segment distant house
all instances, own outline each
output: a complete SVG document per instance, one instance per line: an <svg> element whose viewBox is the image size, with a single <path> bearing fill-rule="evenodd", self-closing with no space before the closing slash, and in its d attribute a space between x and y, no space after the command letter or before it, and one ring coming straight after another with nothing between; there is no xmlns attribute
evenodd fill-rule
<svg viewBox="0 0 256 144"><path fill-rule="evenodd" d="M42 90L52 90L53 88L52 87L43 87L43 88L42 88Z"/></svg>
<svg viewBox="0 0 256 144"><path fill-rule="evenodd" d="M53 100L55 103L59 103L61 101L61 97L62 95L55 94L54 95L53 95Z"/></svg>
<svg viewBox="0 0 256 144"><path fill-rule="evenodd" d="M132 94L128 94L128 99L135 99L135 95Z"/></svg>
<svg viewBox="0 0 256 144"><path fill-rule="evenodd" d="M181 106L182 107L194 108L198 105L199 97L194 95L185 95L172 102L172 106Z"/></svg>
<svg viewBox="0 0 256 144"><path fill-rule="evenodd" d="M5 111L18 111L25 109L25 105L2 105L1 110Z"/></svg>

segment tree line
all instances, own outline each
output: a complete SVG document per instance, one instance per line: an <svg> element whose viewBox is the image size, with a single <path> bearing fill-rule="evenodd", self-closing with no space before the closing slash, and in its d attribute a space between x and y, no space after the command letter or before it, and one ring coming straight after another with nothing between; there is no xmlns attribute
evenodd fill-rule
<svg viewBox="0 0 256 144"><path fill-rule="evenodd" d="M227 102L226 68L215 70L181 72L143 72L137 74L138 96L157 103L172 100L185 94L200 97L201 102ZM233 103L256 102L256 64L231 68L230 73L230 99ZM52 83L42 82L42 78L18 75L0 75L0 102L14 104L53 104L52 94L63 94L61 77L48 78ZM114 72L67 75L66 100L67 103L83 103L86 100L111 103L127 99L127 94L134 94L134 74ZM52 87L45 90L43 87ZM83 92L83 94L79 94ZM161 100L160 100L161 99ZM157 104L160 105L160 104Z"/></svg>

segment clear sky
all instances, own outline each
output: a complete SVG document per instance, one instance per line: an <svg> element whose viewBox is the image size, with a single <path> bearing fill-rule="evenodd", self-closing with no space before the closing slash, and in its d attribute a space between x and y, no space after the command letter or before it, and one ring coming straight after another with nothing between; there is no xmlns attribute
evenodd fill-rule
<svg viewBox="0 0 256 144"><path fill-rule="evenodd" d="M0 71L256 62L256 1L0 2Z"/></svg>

## WHAT THE TASK ASKS
Reproduce verbatim the part of the rows above that opens with the line containing "segment clear sky" and closes with the final line of the rows. Include both of those lines.

## ANSWER BELOW
segment clear sky
all instances, own outline each
output: a complete SVG document per instance, one instance per line: an <svg> element whose viewBox is the image size, with a single <path> bearing fill-rule="evenodd", self-closing with no space before the closing slash, and in its d attribute a space between x and y, no space after the command letter or before it, and one ring coming straight after another with nothing between; there is no xmlns attribute
evenodd fill-rule
<svg viewBox="0 0 256 144"><path fill-rule="evenodd" d="M0 71L256 62L256 1L0 2Z"/></svg>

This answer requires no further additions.